> **Written problem**
Switch each "frame" in the listing to "image", leave the rest unchanged, and omit the pictures from your output.
+++++
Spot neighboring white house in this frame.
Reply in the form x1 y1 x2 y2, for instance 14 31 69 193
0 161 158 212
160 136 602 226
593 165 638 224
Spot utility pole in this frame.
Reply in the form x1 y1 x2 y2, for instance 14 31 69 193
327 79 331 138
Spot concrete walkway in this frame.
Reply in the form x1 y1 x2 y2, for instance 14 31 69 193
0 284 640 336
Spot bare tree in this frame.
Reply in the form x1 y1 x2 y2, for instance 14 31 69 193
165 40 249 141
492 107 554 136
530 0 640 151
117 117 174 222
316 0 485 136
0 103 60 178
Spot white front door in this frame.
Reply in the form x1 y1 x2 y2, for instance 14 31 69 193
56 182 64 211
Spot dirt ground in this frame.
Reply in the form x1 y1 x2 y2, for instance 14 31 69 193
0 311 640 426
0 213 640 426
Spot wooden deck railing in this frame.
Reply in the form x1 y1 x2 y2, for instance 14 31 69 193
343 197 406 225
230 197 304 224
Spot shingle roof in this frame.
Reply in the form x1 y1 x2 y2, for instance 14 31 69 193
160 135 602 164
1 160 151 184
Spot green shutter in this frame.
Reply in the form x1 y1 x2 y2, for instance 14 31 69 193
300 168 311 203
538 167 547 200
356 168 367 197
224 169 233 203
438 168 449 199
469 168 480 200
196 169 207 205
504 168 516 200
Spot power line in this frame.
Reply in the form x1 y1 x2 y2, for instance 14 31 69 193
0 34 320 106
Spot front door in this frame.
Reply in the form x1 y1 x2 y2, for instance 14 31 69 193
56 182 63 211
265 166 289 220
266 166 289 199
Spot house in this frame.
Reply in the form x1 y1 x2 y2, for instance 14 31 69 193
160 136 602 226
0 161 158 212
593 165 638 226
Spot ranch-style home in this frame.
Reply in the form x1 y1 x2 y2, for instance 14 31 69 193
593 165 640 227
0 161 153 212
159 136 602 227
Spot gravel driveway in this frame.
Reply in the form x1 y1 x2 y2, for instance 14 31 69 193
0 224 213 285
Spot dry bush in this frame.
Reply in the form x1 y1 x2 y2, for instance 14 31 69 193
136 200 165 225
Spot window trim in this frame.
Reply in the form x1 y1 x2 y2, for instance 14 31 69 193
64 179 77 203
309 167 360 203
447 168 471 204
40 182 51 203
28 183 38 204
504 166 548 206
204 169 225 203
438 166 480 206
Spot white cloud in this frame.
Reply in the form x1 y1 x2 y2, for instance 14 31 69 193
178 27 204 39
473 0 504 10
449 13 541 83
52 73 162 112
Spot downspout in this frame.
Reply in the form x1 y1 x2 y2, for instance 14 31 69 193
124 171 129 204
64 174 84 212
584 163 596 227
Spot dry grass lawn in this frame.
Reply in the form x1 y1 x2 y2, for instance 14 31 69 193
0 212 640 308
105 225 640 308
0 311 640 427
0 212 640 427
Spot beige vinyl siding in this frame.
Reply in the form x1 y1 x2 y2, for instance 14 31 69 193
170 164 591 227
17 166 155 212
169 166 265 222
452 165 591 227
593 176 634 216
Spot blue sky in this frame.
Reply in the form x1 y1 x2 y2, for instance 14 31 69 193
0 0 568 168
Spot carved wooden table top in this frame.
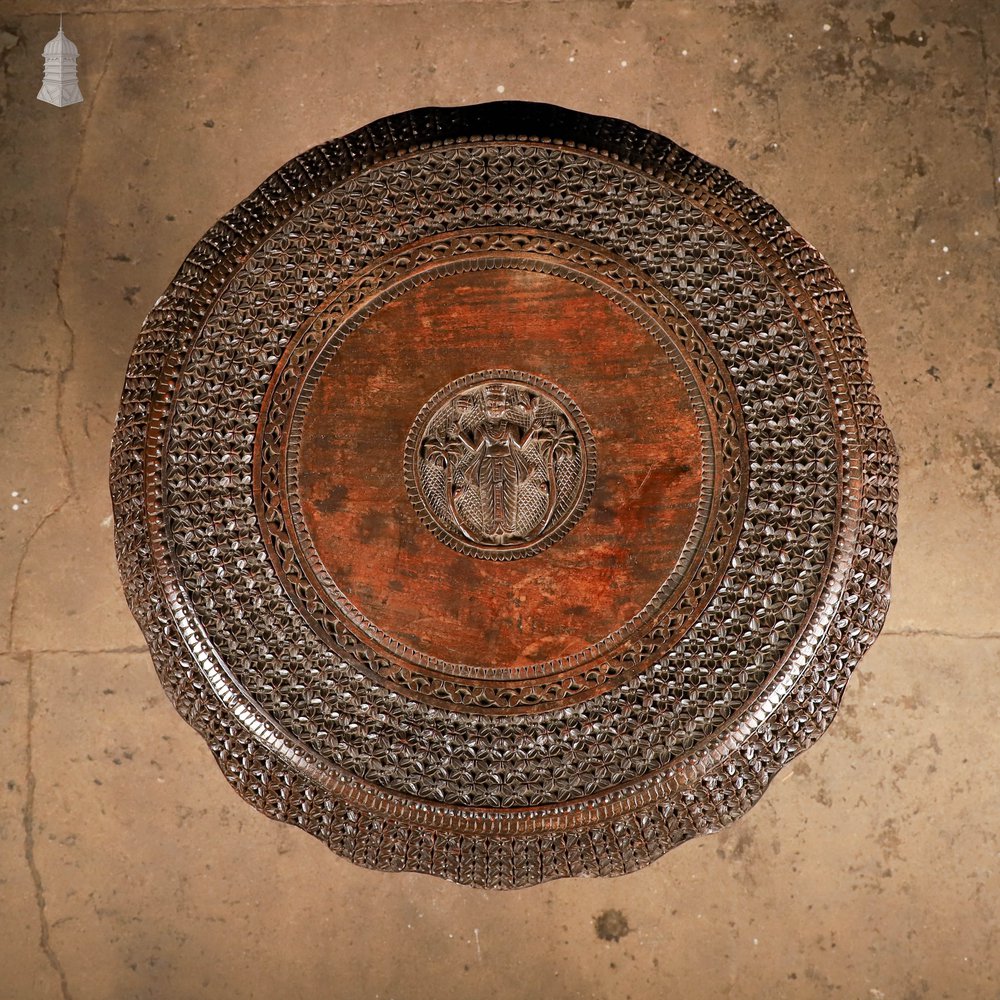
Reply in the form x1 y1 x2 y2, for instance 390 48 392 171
111 103 897 887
+++++
> **Exercise answer**
Spot neighboring white house in this image.
Reply in the form x1 y1 x2 y2, for instance 14 31 69 193
0 161 158 212
160 136 602 226
593 165 638 224
Spot utility pole in this image.
Reply in the form x1 y1 x2 y2, for instance 14 31 69 193
327 79 331 138
Spot concrete walkway in this image.
Reply in the form x1 y1 x2 y2, for instance 14 31 69 193
0 284 640 336
Spot bare tree in this image.
Reply in the form x1 y1 x2 y2, for instance 14 31 69 193
165 40 249 141
492 107 554 136
530 0 640 151
117 117 174 222
316 0 485 136
0 103 60 178
Spot white front door in this image.
Reply in the form x1 y1 x2 y2, for instance 14 31 69 193
56 182 64 211
Spot dirt ground in this image.
Reply in the form x1 y1 x2 y2, for instance 14 31 69 193
0 311 640 426
0 213 640 426
Spot wooden deck railing in this image.
Reply in the form x1 y1 x2 y2, for instance 14 31 69 193
343 197 406 225
230 197 304 224
Spot shingle roof in this image.
Reply in the form x1 y1 x2 y2, for instance 14 31 69 193
160 135 602 164
1 160 151 184
Spot green shutter in this image.
Reply in the form x1 y1 x2 y2, for instance 14 31 69 193
300 168 311 203
538 167 547 200
356 168 367 197
224 169 233 203
438 168 449 199
469 168 480 200
196 169 207 205
504 168 516 200
Spot power line in this image.
Reply in the form x1 y1 x2 y2, for instance 14 31 69 193
0 34 320 106
Spot front door in this image.
Reply in the form x1 y1 x2 y2, for instance 14 31 69 193
56 182 63 211
265 166 289 220
266 166 289 199
Spot house in this image.
Reply in the form x1 y1 x2 y2, for instance 14 31 69 193
160 136 602 226
0 161 158 212
593 165 638 226
Spot ranch-style home in this image.
Reply in the form x1 y1 x2 y2, for instance 14 31 69 193
593 165 640 227
0 161 153 212
159 136 602 227
Spot gravel driveway in this image.
Reply in the form x1 y1 x2 y2, for instance 14 31 69 193
0 224 213 285
Spot dry bush in this image.
Reply in the form x1 y1 x2 y2, for instance 14 31 69 193
136 200 165 225
Spot window trim in this image.
Reply in the form x1 y1 x2 y2, for instance 14 31 69 193
64 179 77 203
309 167 360 203
447 168 471 204
40 182 51 203
28 183 38 204
504 166 548 206
204 169 225 203
438 166 480 206
Spot white cloud in this image.
Reply in the form x1 y1 x2 y2, for instance 14 31 69 193
178 27 204 39
473 0 504 10
449 13 541 83
52 73 162 112
Spot downspout in this image.
Reply in the form x1 y1 x2 y2, for instance 14 31 69 193
124 171 129 204
64 174 84 212
584 163 596 227
Spot dry grass lawn in this image.
Reply in the form x1 y1 x2 y2, for instance 14 31 69 193
0 212 640 308
105 225 640 308
0 311 640 427
0 212 640 427
Spot beige vinyl siding in this image.
Reply in the form x1 y1 x2 y2, for instance 14 31 69 193
170 164 591 227
17 166 155 212
169 166 265 222
452 165 591 227
593 176 634 216
Spot blue sky in this image.
Reply in the form x1 y1 x2 y2, for instance 14 31 69 193
0 0 568 168
Spot carved wooden table top in this image.
Reply in the form x1 y1 x2 y2, for instance 390 48 392 171
111 103 897 887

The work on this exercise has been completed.